> [WORK ORDER] Reproduce the material below line for line, changing nothing.

> [Saved entries]
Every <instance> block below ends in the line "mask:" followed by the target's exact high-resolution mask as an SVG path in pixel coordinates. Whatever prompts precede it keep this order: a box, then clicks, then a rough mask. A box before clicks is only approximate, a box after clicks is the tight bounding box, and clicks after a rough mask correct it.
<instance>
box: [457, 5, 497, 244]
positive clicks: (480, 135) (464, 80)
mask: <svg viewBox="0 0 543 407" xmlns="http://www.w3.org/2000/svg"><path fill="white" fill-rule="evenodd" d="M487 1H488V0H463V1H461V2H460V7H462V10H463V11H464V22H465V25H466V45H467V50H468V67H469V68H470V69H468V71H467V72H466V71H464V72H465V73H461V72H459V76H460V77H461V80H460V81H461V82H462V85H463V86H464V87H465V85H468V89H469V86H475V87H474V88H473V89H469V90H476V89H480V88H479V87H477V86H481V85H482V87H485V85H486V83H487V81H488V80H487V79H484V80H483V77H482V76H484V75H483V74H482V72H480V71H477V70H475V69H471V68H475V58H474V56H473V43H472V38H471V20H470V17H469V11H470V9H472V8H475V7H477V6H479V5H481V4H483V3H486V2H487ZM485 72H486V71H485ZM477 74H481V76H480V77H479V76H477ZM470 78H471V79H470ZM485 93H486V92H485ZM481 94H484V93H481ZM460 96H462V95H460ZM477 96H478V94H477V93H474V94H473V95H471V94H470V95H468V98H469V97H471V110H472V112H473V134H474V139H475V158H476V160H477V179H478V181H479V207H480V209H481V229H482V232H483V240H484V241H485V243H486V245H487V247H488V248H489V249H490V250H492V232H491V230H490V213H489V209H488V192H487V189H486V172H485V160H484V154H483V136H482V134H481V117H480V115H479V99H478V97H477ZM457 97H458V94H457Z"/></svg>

> [TASK OUTPUT]
Every <instance> block below ends in the line "mask:" followed by the target's exact high-resolution mask as an SVG path in pixel coordinates. Whatever prompts precede it keep this order: a box, then clicks, then a rough mask. A box before clicks is only approximate, a box after clicks is the tight bounding box, and clicks after a rough mask correct it.
<instance>
box: [457, 5, 497, 244]
positive clicks: (480, 135) (464, 80)
mask: <svg viewBox="0 0 543 407" xmlns="http://www.w3.org/2000/svg"><path fill="white" fill-rule="evenodd" d="M487 1H488V0H463V1H461V2H460V7H462V10H463V11H464V22H465V25H466V45H467V50H468V67H469V68H470V69H468V71H467V72H466V71H464V72H465V73H461V72H459V76H460V77H461V80H460V81H461V82H462V85H463V86H464V87H465V85H468V89H469V86H475V87H474V88H473V89H469V90H476V89H480V88H479V87H477V86H481V85H482V87H485V85H486V83H487V81H488V80H487V79H484V80H483V77H482V76H484V75H483V74H482V72H480V71H477V70H475V69H471V68H475V58H474V56H473V43H472V38H471V20H470V17H469V11H470V9H472V8H475V7H477V6H479V5H481V4H483V3H486V2H487ZM485 72H486V71H485ZM477 74H481V76H480V77H479V76H477ZM470 78H471V79H470ZM485 93H486V92H485ZM481 94H484V93H481ZM460 96H462V95H460ZM477 96H478V94H477V93H474V94H473V95H471V94H470V95H468V98H469V97H471V110H472V112H473V134H474V139H475V158H476V160H477V179H478V181H479V207H480V209H481V229H482V232H483V240H484V241H485V243H486V245H487V247H488V248H489V249H490V250H492V232H491V230H490V213H489V209H488V192H487V189H486V172H485V160H484V154H483V136H482V134H481V117H480V115H479V99H478V97H477ZM457 97H458V94H457Z"/></svg>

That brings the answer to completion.